Nothing in the entries may be dropped: restate them word for word.

○ ○ ○

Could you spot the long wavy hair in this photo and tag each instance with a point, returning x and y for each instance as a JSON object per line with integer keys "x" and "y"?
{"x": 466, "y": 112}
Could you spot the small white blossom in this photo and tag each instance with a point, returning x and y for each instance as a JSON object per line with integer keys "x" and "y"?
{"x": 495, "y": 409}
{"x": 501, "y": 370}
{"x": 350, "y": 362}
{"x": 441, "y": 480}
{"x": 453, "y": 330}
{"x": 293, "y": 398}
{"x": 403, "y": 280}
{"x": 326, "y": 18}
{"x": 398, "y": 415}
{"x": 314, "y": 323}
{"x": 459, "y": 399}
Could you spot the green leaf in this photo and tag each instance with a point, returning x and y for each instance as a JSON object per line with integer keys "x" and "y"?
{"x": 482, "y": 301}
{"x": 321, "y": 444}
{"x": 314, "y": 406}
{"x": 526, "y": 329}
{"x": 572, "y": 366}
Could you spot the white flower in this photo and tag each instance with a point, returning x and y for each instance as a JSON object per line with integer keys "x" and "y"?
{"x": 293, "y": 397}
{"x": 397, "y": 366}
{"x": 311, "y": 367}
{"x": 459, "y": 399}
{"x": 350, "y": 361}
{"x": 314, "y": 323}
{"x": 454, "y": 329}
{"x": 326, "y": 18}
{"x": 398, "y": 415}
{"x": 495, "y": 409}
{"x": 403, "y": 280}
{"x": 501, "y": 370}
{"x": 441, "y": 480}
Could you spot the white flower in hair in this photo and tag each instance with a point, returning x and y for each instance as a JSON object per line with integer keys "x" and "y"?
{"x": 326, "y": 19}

○ ○ ○

[Solution]
Could you spot the long wavy hair in this photo and tag each instance with a point, returning x and y for each instance as a JSON object per line with integer keys "x" and "y"?
{"x": 466, "y": 112}
Could you spot the small white blossom in this photo and tag each instance with a point, returning x and y for each instance as a JSON object per line with integer keys "x" and "y"?
{"x": 495, "y": 409}
{"x": 501, "y": 370}
{"x": 350, "y": 362}
{"x": 441, "y": 480}
{"x": 453, "y": 330}
{"x": 293, "y": 398}
{"x": 403, "y": 280}
{"x": 326, "y": 18}
{"x": 398, "y": 415}
{"x": 314, "y": 323}
{"x": 459, "y": 399}
Could you spot the green leaf in this photo and tag each instance with a point, returning x and y for each instance as a JSON object per line with integer keys "x" and "y"?
{"x": 482, "y": 301}
{"x": 321, "y": 444}
{"x": 314, "y": 406}
{"x": 526, "y": 329}
{"x": 572, "y": 366}
Could you spot the white flower in this photo and tag each instance with a point, returning x and y for each instance as a JSON object per line with integer keys "x" and "y"?
{"x": 293, "y": 397}
{"x": 397, "y": 366}
{"x": 311, "y": 367}
{"x": 459, "y": 399}
{"x": 350, "y": 361}
{"x": 314, "y": 323}
{"x": 454, "y": 329}
{"x": 326, "y": 18}
{"x": 398, "y": 415}
{"x": 495, "y": 409}
{"x": 403, "y": 280}
{"x": 501, "y": 370}
{"x": 441, "y": 480}
Could you spot the white flower in hair in this photo and tag each instance with a point, returning x and y for each instance as a JSON object per line with integer keys "x" and "y"?
{"x": 326, "y": 19}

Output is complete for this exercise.